TEKS HALAMAN:
────────────────

Sejarah Masuk dan Berkembangnya Islam di Tunisia
Masuknya Islam di Tunisia
Tunisia
merupakan negara yang terletak di Afrika Utara. Kedatangan Islam di Afrika
Utara terjadi pada masa kekhalifahan Umar Ibn al-Khathab. Pada masa itu
kekuasaan Islam di tahun 640 M, sudah berhasil memasuki Mesir di bawah komando
'Amr ibn al-'Ash. Pada masa kekhalifahan Usman ibn Affan penaklukan Islam sudah
meluas sampai ke Barqah dan Tripoli. Penaklukan atas dua wilayah itu
dimaksudkan untuk menjaga keamanan daerah Mesir. Penaklukan itu tidak
berlangsung lama, karena gubernur-gubernur Romawi menduduki kembali
wilayah-wilayah yang telah ditinggalkan itu. Namun kekejaman dan pemerasan yang
mereka lakukan telah mengusik ketenteraman pendududk asli, sehingga tidak lama
kemudian penduduk asli sendiri memohon kepada orang-orang muslim untuk
membebaskan mereka dari kekuasaan Romawi. Pada waktu kekuasaan Islam sudah
berpindah kepada Muawwiyah Ibn Sufyan khalifah pertama bani Ummayah. Ia
bertekad untuk memberikan pukulan terakhir kepada kekuasaan Romawi di Afrika
Utara, dan mempercayakan tugas ini kepada seorang panglima masyhur Uqbah Ibn
Nafi al-Fikri (W. 683 M), yang telah menetap di Barqah sejak daerah itu
ditaklukan.

────────────────

Catatan dari sebuah kumpulan data

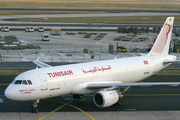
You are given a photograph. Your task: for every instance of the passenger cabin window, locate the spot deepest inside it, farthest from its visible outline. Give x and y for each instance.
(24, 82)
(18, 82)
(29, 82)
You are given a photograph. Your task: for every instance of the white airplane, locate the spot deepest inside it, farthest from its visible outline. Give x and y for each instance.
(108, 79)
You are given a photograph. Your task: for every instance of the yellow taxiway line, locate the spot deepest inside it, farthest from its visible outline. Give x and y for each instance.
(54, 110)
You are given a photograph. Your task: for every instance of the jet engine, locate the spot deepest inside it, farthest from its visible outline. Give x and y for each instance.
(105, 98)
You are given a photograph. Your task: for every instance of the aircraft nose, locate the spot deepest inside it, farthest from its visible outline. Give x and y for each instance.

────────────────

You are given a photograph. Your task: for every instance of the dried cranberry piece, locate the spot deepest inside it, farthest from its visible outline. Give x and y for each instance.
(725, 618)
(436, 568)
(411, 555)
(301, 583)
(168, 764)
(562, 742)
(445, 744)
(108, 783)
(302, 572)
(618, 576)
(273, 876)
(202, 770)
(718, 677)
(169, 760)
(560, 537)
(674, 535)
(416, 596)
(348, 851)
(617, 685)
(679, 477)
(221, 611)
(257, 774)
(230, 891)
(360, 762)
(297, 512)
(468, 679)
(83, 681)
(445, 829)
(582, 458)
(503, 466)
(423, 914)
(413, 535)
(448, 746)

────────────────

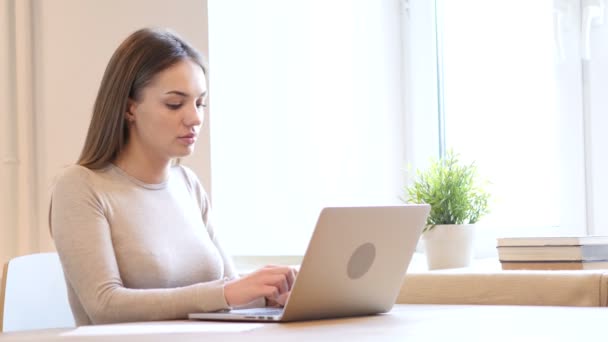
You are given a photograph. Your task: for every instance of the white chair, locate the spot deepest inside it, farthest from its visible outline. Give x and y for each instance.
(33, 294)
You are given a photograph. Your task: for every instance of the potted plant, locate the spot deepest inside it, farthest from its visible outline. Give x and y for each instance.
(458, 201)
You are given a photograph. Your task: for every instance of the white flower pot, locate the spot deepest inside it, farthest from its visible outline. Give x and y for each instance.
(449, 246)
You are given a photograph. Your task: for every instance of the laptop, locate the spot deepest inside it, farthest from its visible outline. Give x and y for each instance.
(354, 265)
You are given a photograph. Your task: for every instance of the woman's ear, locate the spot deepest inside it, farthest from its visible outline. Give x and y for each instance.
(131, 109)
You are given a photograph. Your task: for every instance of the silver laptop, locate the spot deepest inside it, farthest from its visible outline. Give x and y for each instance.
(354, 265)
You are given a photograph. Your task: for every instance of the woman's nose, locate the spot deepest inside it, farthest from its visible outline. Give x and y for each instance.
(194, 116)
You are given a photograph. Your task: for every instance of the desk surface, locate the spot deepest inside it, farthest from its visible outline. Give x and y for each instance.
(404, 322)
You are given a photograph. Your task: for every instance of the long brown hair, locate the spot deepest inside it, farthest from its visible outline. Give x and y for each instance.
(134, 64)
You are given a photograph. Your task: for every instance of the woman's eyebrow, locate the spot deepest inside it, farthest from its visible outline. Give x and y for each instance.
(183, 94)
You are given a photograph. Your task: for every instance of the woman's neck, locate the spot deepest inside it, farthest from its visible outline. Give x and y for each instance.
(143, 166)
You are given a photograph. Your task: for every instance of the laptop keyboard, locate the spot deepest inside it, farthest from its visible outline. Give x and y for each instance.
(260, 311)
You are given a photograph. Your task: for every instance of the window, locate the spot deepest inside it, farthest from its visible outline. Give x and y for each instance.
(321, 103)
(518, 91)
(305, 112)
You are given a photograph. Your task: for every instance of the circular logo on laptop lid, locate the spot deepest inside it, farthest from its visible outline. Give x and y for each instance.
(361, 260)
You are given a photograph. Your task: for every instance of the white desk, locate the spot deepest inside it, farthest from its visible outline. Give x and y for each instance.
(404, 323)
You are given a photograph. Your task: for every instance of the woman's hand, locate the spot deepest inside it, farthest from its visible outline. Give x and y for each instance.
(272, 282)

────────────────

RINCIAN TUGAS: Tolong ulangi seluruh teks tentang sejarah masuknya Islam di Tunisia di atas, kata demi kata tanpa mengubah apa pun.

HASIL LATIHAN:
Sejarah Masuk dan Berkembangnya Islam di Tunisia
Masuknya Islam di Tunisia
Tunisia
merupakan negara yang terletak di Afrika Utara. Kedatangan Islam di Afrika
Utara terjadi pada masa kekhalifahan Umar Ibn al-Khathab. Pada masa itu
kekuasaan Islam di tahun 640 M, sudah berhasil memasuki Mesir di bawah komando
'Amr ibn al-'Ash. Pada masa kekhalifahan Usman ibn Affan penaklukan Islam sudah
meluas sampai ke Barqah dan Tripoli. Penaklukan atas dua wilayah itu
dimaksudkan untuk menjaga keamanan daerah Mesir. Penaklukan itu tidak
berlangsung lama, karena gubernur-gubernur Romawi menduduki kembali
wilayah-wilayah yang telah ditinggalkan itu. Namun kekejaman dan pemerasan yang
mereka lakukan telah mengusik ketenteraman pendududk asli, sehingga tidak lama
kemudian penduduk asli sendiri memohon kepada orang-orang muslim untuk
membebaskan mereka dari kekuasaan Romawi. Pada waktu kekuasaan Islam sudah
berpindah kepada Muawwiyah Ibn Sufyan khalifah pertama bani Ummayah. Ia
bertekad untuk memberikan pukulan terakhir kepada kekuasaan Romawi di Afrika
Utara, dan mempercayakan tugas ini kepada seorang panglima masyhur Uqbah Ibn
Nafi al-Fikri (W. 683 M), yang telah menetap di Barqah sejak daerah itu
ditaklukan.